_Exercise aim_. Where in the data does the word "this" appear? Find those lines and copy them.

_Exercise input_.
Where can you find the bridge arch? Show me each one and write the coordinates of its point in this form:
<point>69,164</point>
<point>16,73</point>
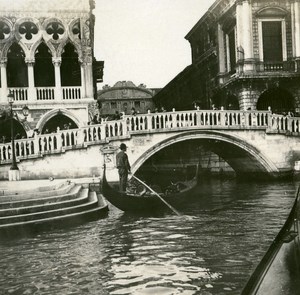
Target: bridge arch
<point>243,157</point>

* * *

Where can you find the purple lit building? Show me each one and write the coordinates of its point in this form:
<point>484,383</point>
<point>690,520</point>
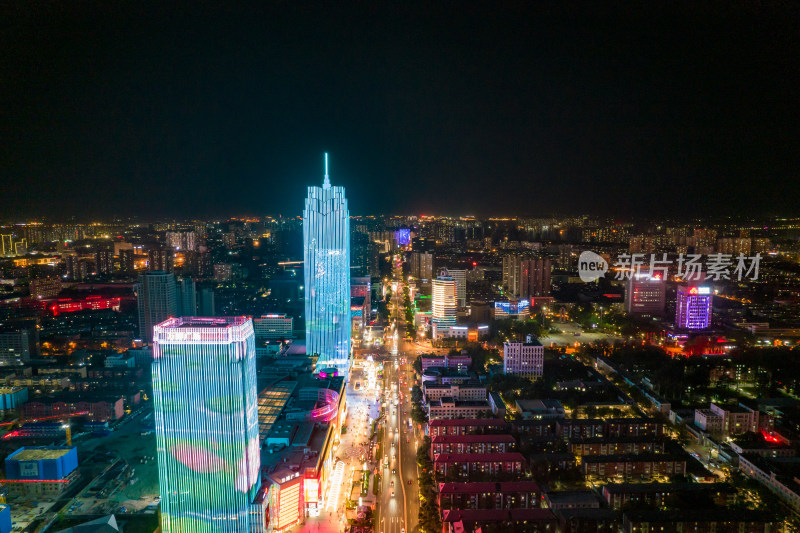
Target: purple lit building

_Result of the exercise_.
Where can you find the bridge arch? Show me each one and write the coordinates of its point in this form:
Where can you find the purple lit building? Show me each one and write the coordinates of its point in this form:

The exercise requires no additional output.